Member of the Regional Council of Tuscany
- In office 13 May 2005 – 30 March 2010

Personal details
- Born: 1 November 1941 Livorno, Kingdom of Italy
- Died: 30 June 2013 (aged 71) Pisa, Tuscany, Italy
- Party: Italian Communist Party (until 1991) Democratic Party of the Left (1991–1998) Democrats of the Left (1998–2007) Democratic Party (2007–2013)
- Alma mater: University of Pisa
- Occupation: Physician, trade unionist

= Gino Nunes =

Italian politician (1941–2013)

Gino Nunes (1 November 1941 – 30 June 2013) was an Italian physician, trade unionist and politician. He served as president of the Province of Pisa from 1990 to 2004 and as a member of the Regional Council of Tuscany from 2005 to 2010.

== Life and career ==
Gino Nunes was born in Livorno on 1 November 1941. He graduated in medicine and surgery from the University of Pisa in 1966 and worked as a dermatologist at the university clinic. In 1979 he left medicine to enter full-time politics, having been involved in political life since his youth.

• Actions to take:
**A.** Answer these questions from the Gino Nunes biography:
(i) In what year did he graduate in medicine and surgery, and from which university?
(ii) During which years was he president of the Province of Pisa?
(iii) Which party did he belong to from 1998 to 2007?
**B.** Please sum up the Gino Nunes biography in two sentences.
**C.** Carry on the Gino Nunes biography from the point where it stops.

[Stored data entries]
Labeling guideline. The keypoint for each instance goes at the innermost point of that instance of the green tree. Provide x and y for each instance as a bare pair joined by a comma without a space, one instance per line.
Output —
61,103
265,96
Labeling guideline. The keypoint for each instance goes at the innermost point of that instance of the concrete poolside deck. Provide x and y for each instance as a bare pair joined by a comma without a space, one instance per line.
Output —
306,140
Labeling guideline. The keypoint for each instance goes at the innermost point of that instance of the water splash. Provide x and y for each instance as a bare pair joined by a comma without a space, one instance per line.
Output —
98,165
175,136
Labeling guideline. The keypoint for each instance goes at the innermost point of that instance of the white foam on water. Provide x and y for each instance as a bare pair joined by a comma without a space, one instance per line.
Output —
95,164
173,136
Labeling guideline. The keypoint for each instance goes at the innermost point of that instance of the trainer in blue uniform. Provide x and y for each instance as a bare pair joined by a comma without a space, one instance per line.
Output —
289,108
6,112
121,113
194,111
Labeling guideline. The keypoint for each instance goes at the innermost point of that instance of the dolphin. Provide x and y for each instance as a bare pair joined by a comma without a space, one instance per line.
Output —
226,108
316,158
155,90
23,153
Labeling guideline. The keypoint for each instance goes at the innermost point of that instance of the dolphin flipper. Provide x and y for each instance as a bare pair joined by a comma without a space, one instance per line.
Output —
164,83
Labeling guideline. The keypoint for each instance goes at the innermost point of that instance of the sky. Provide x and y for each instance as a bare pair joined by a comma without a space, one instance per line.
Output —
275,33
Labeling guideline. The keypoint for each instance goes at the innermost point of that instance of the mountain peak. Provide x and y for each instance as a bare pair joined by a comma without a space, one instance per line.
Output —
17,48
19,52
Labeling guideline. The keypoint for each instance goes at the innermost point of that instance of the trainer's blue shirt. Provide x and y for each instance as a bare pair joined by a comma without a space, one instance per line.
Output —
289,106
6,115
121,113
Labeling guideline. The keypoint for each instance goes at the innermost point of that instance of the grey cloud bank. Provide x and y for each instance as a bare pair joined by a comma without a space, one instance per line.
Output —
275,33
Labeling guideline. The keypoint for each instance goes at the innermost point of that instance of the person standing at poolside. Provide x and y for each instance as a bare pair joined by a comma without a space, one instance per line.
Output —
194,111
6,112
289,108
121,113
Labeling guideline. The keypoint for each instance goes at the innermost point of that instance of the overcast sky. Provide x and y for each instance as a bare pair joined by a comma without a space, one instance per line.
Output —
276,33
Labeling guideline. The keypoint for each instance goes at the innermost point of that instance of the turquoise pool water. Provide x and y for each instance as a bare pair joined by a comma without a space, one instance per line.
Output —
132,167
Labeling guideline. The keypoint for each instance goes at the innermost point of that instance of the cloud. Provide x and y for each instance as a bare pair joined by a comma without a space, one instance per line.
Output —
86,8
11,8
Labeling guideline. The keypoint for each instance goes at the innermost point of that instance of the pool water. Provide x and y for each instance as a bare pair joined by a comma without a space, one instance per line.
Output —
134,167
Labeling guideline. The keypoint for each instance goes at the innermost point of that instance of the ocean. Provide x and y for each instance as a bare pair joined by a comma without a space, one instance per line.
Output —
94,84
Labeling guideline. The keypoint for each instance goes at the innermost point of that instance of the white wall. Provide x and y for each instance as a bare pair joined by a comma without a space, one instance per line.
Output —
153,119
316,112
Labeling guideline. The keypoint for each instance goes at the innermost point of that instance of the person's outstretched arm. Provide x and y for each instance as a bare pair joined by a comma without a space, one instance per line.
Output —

• Task-by-task answers:
**A.**
(i) 1966, from the University of Pisa.
(ii) From 1990 to 2004.
(iii) Democrats of the Left.

**B.** Gino Nunes (1941–2013) was an Italian physician, trade unionist and politician who was president of the Province of Pisa from 1990 to 2004 and a member of the Regional Council of Tuscany from 2005 to 2010. Born in Livorno, he graduated in medicine and surgery from the University of Pisa in 1966, worked as a dermatologist at the university clinic, and left medicine in 1979 to enter full-time politics.

**C.**
He began his career in the CGIL trade union, becoming provincial secretary for local authorities and healthcare and later leading the Chamber of Labour in Pontedera. He then joined the provincial leadership of the Italian Communist Party and served as deputy mayor of Pisa from 1985 to 1990.

In 1990 he was elected president of the Province of Pisa, a position he held for three consecutive terms until 2004, making him the longest-serving provincial president in the institution's history. During this period he also held roles within the Union of Italian Provinces (UPI) and on the board of the University of Pisa. He additionally served as vice-president of the Interporto Toscano in Livorno.

In 2005 he was elected to the Regional Council of Tuscany for the constituency of Pisa with the centre-left coalition Uniti nell'Ulivo. He served on the Third Commission (Economic Development) and participated in special and investigative commissions, later joining the Democratic Party group following its formation in 2007. He remained a regional councillor until 2010.

Nunes died on 30 June 2013 in Pisa at the age of 71 after a long illness.

== Sources ==
- "Nunes Gino"
- "Nunes Gino eletto nelle legislature VIII"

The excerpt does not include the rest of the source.